→ **DOCUMENT EXTRACT**:
How Verustruct Raised a $2.3M Pre-Seed to Automate Construction

Posted by Shaun Gold | January 1, 2020

An interview with Nick Callegari, founder of Verustruct , on the realities of raising a pre-seed round: the slow start, the tactical pivots, and the single warm intro that changed everything.

Table of Contents

We Build A Robot That Climbs the Wall It's Printing 

Shaun Gold from OpenVC: Let's start with the quick version. What are you building?

Nick Callegari: We're taking a completely new approach to automating construction on the job site, with the goal of building more housing and commercial structures at scale. The way we're doing it is by significantly reducing labor through robots that automate work directly on site, while using ubiquitous, code-compliant materials.

If you've seen something like ICON's 3D construction printer, they use a large nozzle-based system mounted on a gantry, a big support frame. We do something fundamentally different. We use the structure itself as it's being printed as a support system. Every layer of a wall we print becomes the foundation for the next layer, and the device actually climbs on those layers as they're deposited.

The result is that our CapEx is reduced by an order of magnitude. And because each layer has a track embedded within it, other robots can work simultaneously on separate tasks: routing electrical, installing plumbing, adding insulation, applying finish and paint, all at once. So you end up with a fully automated, complete wall. We're talking about building these walls in under a couple of days rather than months of coordinating different subcontractors.

OpenVC: Cheaper materials, faster timelines, less labor. That's a lot of wins stacking up.

Nick: Exactly. Cheaper materials, more sustainable, significantly faster. It's a win-win on the cost side across the board.

Our Pre-Seed Reality: A Tabletop Demo, One Engineer, and a Vision

OpenVC: When you kicked off this pre-seed round, what traction did you actually have?

Nick: We had a small-scale tabletop prototype demonstrating the core concept, a small section of a printed wall showing how the device would scale. That was it on the hardware side. We also had a provisional patent that had since been converted to a non-provisional, and we had about ten interns in various capacities, what we called our "intern army." I was a solo founder at that point, with one full-time engineer. So we were still pretty small.

→ **PROBLEM REQUIREMENTS**:
Answer these questions from the Verustruct interview.
(a) What does the device climb on while it prints a wall?
(b) By how much does the approach reduce CapEx?
(c) About how many interns did the company have at the start of the pre-seed round, and what did it call them?

→ **GIVEN DATA**:
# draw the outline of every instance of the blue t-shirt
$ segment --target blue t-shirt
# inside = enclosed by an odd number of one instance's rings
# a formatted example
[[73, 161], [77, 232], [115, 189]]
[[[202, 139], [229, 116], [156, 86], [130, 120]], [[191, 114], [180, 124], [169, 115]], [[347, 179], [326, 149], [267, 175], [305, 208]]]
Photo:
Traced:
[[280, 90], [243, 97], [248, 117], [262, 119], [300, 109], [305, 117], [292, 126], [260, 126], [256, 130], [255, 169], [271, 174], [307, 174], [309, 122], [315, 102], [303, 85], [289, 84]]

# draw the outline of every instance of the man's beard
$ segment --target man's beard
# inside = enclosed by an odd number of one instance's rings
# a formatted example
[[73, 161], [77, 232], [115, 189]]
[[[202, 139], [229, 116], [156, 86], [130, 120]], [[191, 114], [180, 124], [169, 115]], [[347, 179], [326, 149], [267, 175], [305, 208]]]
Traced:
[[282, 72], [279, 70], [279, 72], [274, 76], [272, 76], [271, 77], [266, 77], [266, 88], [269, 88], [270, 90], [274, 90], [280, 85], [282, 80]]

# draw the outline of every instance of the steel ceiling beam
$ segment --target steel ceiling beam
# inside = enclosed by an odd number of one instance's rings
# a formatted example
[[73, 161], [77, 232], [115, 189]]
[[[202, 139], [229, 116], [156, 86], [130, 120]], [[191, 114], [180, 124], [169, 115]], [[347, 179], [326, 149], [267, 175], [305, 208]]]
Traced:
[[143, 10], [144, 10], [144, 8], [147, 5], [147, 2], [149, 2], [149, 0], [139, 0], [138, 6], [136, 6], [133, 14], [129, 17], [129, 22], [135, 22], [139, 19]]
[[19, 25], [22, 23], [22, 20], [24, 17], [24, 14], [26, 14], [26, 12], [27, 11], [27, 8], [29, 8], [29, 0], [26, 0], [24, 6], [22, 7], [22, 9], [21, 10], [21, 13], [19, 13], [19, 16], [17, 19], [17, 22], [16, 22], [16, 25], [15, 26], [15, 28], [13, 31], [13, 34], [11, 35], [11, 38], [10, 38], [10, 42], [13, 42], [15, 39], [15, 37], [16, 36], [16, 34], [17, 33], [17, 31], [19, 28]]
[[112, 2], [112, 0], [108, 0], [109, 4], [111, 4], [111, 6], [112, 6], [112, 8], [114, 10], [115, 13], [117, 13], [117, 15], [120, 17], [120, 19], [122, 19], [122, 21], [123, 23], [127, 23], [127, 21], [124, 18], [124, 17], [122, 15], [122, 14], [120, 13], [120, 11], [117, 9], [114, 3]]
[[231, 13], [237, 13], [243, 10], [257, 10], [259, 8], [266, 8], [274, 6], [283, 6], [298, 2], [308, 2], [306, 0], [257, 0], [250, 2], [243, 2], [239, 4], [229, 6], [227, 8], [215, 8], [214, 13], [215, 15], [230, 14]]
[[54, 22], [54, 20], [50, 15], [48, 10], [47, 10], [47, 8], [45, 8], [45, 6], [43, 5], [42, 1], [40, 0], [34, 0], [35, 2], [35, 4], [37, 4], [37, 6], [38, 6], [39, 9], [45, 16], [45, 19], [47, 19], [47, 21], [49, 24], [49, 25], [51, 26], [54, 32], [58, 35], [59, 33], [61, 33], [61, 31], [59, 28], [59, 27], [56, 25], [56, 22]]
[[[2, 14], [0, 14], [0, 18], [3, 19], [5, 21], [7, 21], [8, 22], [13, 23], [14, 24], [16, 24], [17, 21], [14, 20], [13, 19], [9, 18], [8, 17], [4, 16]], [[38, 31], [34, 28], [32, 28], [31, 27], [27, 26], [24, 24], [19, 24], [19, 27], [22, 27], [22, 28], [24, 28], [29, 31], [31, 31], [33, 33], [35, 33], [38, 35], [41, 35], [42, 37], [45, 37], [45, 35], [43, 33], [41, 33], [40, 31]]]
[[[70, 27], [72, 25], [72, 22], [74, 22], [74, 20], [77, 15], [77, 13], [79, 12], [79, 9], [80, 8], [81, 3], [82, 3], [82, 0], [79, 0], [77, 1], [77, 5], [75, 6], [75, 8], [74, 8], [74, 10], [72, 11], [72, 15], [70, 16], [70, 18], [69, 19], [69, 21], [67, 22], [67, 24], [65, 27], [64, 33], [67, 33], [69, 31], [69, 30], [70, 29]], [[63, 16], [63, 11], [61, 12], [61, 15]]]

→ **WRITTEN RESPONSE**:
(a) The layers of the wall as they are deposited.
(b) By an order of magnitude.
(c) About ten, called the "intern army."